TASK DETAILS →
In the data below, reproduce everything exactly except the images.

SUPPLIED DATA →
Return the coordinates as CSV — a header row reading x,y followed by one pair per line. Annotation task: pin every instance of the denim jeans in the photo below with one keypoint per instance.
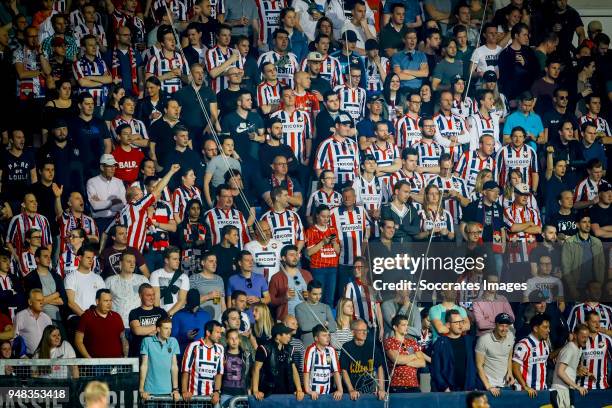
x,y
327,276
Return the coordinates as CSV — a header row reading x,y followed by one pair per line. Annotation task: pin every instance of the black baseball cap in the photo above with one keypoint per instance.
x,y
280,328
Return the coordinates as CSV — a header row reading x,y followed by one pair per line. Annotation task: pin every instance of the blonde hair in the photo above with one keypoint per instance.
x,y
340,311
479,183
95,392
264,324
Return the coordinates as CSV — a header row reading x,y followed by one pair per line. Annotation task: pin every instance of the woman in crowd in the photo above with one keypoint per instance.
x,y
61,107
436,222
187,191
344,317
262,329
53,346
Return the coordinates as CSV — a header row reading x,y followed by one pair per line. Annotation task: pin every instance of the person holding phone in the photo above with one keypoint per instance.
x,y
323,248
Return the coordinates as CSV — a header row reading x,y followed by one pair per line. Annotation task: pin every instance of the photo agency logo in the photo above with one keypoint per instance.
x,y
476,272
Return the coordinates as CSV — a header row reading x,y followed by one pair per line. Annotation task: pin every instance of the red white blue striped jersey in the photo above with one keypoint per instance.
x,y
407,132
159,65
340,157
286,65
352,101
524,158
601,124
84,67
321,366
59,6
415,180
269,13
69,262
521,243
507,200
215,57
203,364
384,157
181,196
297,128
531,355
587,190
352,226
465,108
447,127
136,218
331,70
217,218
430,220
286,226
318,197
158,239
268,94
27,263
452,183
135,23
429,152
374,83
67,222
82,30
470,164
178,9
217,7
22,223
595,356
578,313
138,128
480,126
369,194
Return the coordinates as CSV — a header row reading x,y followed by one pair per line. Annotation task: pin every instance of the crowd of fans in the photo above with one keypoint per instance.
x,y
197,183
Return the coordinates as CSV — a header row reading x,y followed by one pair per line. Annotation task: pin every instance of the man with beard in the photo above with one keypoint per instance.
x,y
362,370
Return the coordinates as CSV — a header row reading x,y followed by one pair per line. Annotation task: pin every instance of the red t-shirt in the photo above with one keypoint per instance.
x,y
326,257
403,375
102,334
128,164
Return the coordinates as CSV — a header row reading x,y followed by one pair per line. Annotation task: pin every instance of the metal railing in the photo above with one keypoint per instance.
x,y
68,367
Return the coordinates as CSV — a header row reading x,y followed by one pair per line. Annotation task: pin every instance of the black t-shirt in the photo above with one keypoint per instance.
x,y
361,365
16,173
460,357
602,217
110,260
161,134
283,382
225,260
145,318
566,224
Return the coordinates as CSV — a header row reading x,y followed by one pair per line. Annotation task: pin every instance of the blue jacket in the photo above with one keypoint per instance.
x,y
443,363
184,321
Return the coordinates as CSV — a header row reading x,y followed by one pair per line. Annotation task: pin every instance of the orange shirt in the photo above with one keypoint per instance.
x,y
326,257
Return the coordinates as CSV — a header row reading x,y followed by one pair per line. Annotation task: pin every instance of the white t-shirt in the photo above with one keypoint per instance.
x,y
125,294
85,286
570,355
486,58
160,278
550,286
65,350
266,257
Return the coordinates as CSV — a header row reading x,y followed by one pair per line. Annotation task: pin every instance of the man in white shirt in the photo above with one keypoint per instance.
x,y
81,286
169,283
359,24
124,287
105,193
31,322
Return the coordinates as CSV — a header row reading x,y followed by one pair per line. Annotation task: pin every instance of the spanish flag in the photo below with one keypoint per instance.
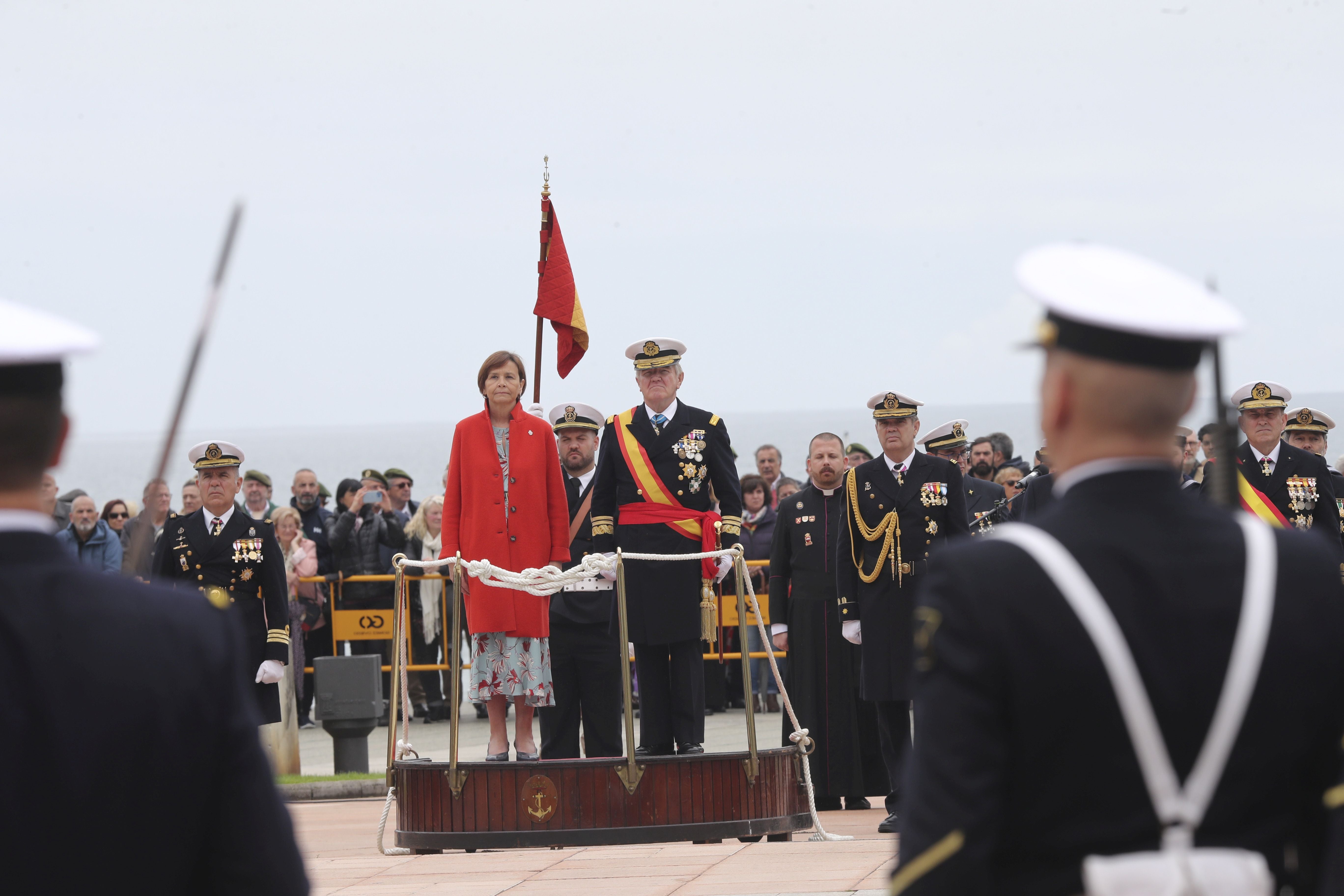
x,y
557,299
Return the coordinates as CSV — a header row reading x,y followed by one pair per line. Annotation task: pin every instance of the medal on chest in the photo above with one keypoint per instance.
x,y
933,493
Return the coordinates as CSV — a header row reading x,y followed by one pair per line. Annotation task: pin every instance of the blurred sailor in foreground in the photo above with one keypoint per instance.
x,y
909,504
652,496
168,749
236,562
806,621
1308,429
983,498
1025,764
1284,486
585,649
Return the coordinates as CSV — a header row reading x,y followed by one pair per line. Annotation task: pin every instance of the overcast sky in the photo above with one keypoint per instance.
x,y
825,201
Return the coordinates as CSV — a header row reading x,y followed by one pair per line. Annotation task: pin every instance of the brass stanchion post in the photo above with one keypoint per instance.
x,y
740,572
631,773
456,777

RESPONSE →
Return the coordinates as CSV — a header row reading x,y followed by one pair per line. Annotation task: pin every instance of the denim jeans in the photo below with one keypoint per instance.
x,y
327,276
Return the coordinates as CSV — a header row reading x,y followed by one pair per line. Annotation task: pin every instance of the black baseball cap in the photo above with one keypoint per instance.
x,y
280,328
Return the coordinates as CSV — a header row reading x,y followed by one pair per line. Annotation task: pin every instance of the blonde hair in the photo above with one keypoint per instance.
x,y
340,311
479,183
95,392
264,324
Return the coordinates as CSV — a header row reading x,y followed by one pair per line. Annotation task: pin every instance of the woman in crowd in the photo above with one keypoint per instance.
x,y
61,107
436,222
187,191
344,317
262,329
53,346
Return the coordinates as CSV — a header row reading x,y followed by one pair per line. Annotation task: pin every instance of the person holding phone in the photo above with one keypoint per instance.
x,y
323,248
Return the coordinates as CSV — a header row reading x,y followed by one pair per line. Annotation task: pin every instance of the photo agency logo in the photo above with one keypoint per instance.
x,y
476,272
Return the coordinates as CSV — a header row reading x,y followed by one pair per line. Annotation task: pin every instance of the red white blue striped jersey in the photo above with one keypoint per instance.
x,y
407,132
159,65
340,157
286,65
352,101
524,158
601,124
84,67
321,366
59,6
415,180
269,13
69,262
521,243
507,200
215,57
203,364
384,157
181,196
297,128
531,355
587,190
352,226
465,108
447,127
136,218
331,70
217,218
430,220
286,226
318,197
158,239
268,94
27,263
452,183
135,23
429,152
374,83
67,222
82,30
470,164
178,9
217,7
22,223
595,356
578,313
138,128
480,126
369,194
Return the coordinates as CSV — a header row reading x,y followed by one pair per line. Annotation task: pin every instance of the crowd of fans in the photo above with one keypoint per instance.
x,y
197,183
Return the coordinates as CSV — a header row reading x,y followed by one pair per line. Annotation task: pin every instance of the man with beard in the photo above with one keypoint per instance.
x,y
362,370
Return the coordinates as CSV — a header row reading x,y followed by one pair per line. Annotation task: pin every instance of the red t-shirt in the photo above with one keypoint per instance.
x,y
326,257
403,375
102,334
128,164
Return the coordinates as CSV — a header row reading x,y followed by one pair per line. Annotation task: pin every instance of the metal railing in the photo above with one keypoint per instance.
x,y
68,367
Return the coordinates as CSV — a header row reading x,y followed by one pair per line. Annotation task: pin every instance of the black t-shirt in the photo above with one keypoint per instance.
x,y
361,365
16,173
460,357
602,217
110,260
161,134
283,382
225,260
145,318
566,224
Return the coordinates as CSV — a header row reading x,y followed by one pair per line. Annotation task: pin every instance of the blue jacket in the photo above with one keypoint per instance.
x,y
443,363
184,321
Return the coordinates as CSV — a header row reading x,y followed by one pair per line. Annotation task: pin every instance of the orange shirt in the photo above with one keypoint per instance.
x,y
326,257
Return the coordinates as CSV — a header row reading x,y followed by one pair per line. Annotation task: pin every instance of the white t-shirt in the photo above with one keypoint per instance.
x,y
125,294
85,286
570,355
486,58
160,278
550,286
65,350
266,257
Return the coordinates as CSV — a header row reading x,y followed by one pair per line. Annotation task: pin every instance of the man in white shirt in the photo above with one keypoint per instance.
x,y
81,286
169,283
359,24
124,287
105,193
31,322
Return the coordinates as CSV — a header row reading x,y followed by one pair per line. Annotation task: pin every instance of the spanish flag in the photo below with one keypoint per instance.
x,y
557,299
Return the coordinates as CSV — a header row reading x,y followed by one pair per line. Annotation task: pin every instance of the medal on chest in the photo above with one keypoint per instance.
x,y
933,493
Return the coordinates as CSV — a header row reading x,y followed by one pair per line. Annotation task: pin every instance of the blurred sailor in foreground in the photo above with one keypoint per instance.
x,y
909,504
652,496
168,749
236,562
806,621
1308,429
983,498
1025,764
1284,486
585,649
Return the coordinates as CSV — a header row reading x,y followed by one pair per line. Annotation task: pin every instance of the overcast sky in the photo above with one keypoint per instance.
x,y
825,201
Return the coordinates as CSV — a header row reading x,y followed by one pair per line. Annotation task: pin every instance of the brass stanchion post in the photo above with one keypoint per instance.
x,y
740,572
631,773
456,777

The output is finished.